Region pointing data:
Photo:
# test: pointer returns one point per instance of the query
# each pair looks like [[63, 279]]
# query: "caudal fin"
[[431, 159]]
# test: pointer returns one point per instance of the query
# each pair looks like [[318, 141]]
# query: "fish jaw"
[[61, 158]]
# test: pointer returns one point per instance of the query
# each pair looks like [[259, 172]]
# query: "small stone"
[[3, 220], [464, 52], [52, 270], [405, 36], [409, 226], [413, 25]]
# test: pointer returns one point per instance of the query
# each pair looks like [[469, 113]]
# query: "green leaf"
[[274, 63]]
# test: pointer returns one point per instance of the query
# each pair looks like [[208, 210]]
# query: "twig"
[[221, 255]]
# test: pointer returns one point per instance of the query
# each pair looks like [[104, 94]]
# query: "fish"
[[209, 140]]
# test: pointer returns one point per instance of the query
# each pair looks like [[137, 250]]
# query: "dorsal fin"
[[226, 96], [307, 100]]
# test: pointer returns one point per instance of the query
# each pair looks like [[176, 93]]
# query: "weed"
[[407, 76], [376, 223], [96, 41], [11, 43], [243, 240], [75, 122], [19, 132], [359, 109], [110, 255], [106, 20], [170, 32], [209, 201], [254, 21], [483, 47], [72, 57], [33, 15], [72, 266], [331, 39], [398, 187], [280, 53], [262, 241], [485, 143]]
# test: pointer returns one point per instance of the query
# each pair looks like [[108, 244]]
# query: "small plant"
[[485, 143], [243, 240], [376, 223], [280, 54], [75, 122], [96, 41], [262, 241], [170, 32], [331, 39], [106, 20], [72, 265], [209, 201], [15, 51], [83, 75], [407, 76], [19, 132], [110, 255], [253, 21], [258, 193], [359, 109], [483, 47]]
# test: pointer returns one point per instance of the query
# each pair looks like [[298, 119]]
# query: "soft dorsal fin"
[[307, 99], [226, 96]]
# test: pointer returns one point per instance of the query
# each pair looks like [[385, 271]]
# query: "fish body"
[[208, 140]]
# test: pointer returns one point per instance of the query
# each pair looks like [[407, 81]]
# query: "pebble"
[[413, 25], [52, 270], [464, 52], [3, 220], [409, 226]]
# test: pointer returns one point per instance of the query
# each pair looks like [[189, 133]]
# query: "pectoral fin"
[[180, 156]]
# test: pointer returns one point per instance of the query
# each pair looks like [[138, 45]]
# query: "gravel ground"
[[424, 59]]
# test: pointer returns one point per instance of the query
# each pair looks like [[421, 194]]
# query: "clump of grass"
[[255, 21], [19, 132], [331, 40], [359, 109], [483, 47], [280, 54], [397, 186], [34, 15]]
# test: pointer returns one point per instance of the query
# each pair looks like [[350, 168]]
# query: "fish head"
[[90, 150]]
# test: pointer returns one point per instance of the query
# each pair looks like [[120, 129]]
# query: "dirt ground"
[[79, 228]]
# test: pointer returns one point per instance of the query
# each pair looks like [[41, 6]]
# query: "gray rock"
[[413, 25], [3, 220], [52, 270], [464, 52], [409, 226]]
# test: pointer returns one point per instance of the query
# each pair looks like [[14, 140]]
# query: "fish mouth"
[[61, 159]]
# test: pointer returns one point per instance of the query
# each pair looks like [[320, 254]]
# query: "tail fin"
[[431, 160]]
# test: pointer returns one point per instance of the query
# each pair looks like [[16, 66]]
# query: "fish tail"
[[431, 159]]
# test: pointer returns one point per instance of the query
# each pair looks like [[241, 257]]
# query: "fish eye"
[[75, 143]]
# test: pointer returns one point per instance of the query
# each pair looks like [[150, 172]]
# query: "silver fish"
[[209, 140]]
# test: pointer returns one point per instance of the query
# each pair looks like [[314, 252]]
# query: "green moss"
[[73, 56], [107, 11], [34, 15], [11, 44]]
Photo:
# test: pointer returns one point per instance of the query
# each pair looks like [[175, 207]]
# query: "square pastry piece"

**Activity:** Write all the data out again, word for word.

**Answer box:**
Photo:
# test: pointer returns one point per instance of the query
# each pair looks like [[63, 279]]
# query: "caudal fin"
[[431, 159]]
# test: pointer returns one point per instance of the query
# each pair looks like [[318, 141]]
# query: "fish jaw"
[[61, 158]]
# test: pointer returns one point per instance of the query
# each pair looks like [[259, 172]]
# query: "small stone"
[[3, 220], [464, 52], [52, 270], [405, 36], [409, 226], [413, 25]]
# test: pointer returns one point per instance of the query
# each pair looks like [[469, 113]]
# query: "green leaf"
[[274, 63]]
# test: pointer returns one point per instance of the query
# each pair looks like [[208, 210]]
# query: "twig"
[[221, 255]]
# test: pointer returns one point per instance of the query
# each pair looks like [[104, 94]]
# query: "fish"
[[209, 140]]
# test: pointer returns one point per instance of the query
# each pair looks like [[137, 250]]
# query: "dorsal fin"
[[226, 96], [307, 100]]
# test: pointer returns one point per instance of the query
# each pair looks like [[176, 93]]
# query: "weed"
[[407, 76], [376, 223], [96, 41], [11, 43], [243, 240], [75, 122], [19, 132], [359, 109], [110, 255], [106, 20], [170, 32], [209, 201], [254, 21], [483, 47], [72, 57], [33, 15], [72, 266], [331, 39], [398, 187], [280, 53], [262, 241], [485, 143]]
# test: pointer returns one point per instance of the query
# each pair looks like [[108, 244]]
# query: "small plant"
[[485, 143], [243, 240], [376, 223], [280, 54], [75, 122], [96, 41], [262, 241], [170, 32], [331, 39], [106, 20], [72, 265], [209, 201], [15, 51], [83, 75], [407, 76], [19, 132], [110, 255], [253, 21], [258, 193], [359, 109], [483, 47]]
# test: pointer returns one point per instance of the query
# each pair looks like [[298, 119]]
# query: "soft dorsal fin"
[[307, 99], [226, 96]]
# test: pointer returns one point per instance of the query
# each pair looks like [[385, 271]]
# query: "fish body"
[[208, 140]]
# test: pointer returns one point per instance of the query
# each pair looks like [[407, 81]]
# query: "pebble"
[[413, 25], [52, 270], [464, 52], [3, 220], [409, 226]]
# test: pointer returns one point per instance of the query
# each pair looks like [[189, 133]]
# query: "pectoral fin"
[[180, 156]]
# test: pointer returns one point per instance of the query
# each pair looks like [[138, 45]]
# query: "gravel ground"
[[424, 59]]
# test: pointer returns one point per instance of the query
# each pair looks like [[421, 194]]
# query: "clump of grass"
[[255, 21], [19, 132], [331, 40], [359, 109], [483, 47], [280, 54], [397, 186], [34, 15]]
# test: pointer returns one point per instance of the query
# each pair looks like [[350, 168]]
# query: "fish head"
[[90, 150]]
# test: pointer returns one point per instance of the query
# each pair looks like [[120, 129]]
# query: "dirt ground"
[[79, 228]]
# test: pointer returns one point per instance of the query
# each pair looks like [[41, 6]]
# query: "gray rock"
[[413, 25], [3, 220], [52, 270], [464, 52], [409, 226]]
# test: pointer returns one point per instance of the query
# each pair looks like [[14, 140]]
# query: "fish mouth"
[[61, 159]]
# test: pointer returns one point per instance of the query
# each pair looks like [[320, 254]]
# query: "tail fin"
[[431, 160]]
# test: pointer returns one point per instance of the query
# each pair looks like [[16, 66]]
# query: "fish tail"
[[431, 159]]
# test: pointer returns one point per instance of the query
# each pair looks like [[241, 257]]
# query: "fish eye"
[[75, 143]]
# test: pointer returns one point per instance of the query
# each pair looks like [[150, 172]]
# query: "silver fish"
[[209, 140]]
# test: pointer returns one point per instance of the query
# each pair looks like [[314, 252]]
# query: "green moss"
[[73, 56], [107, 11], [34, 15], [11, 44]]
Photo:
# test: pointer returns one point per instance of the query
# each pair looks like [[175, 207]]
# query: "square pastry piece"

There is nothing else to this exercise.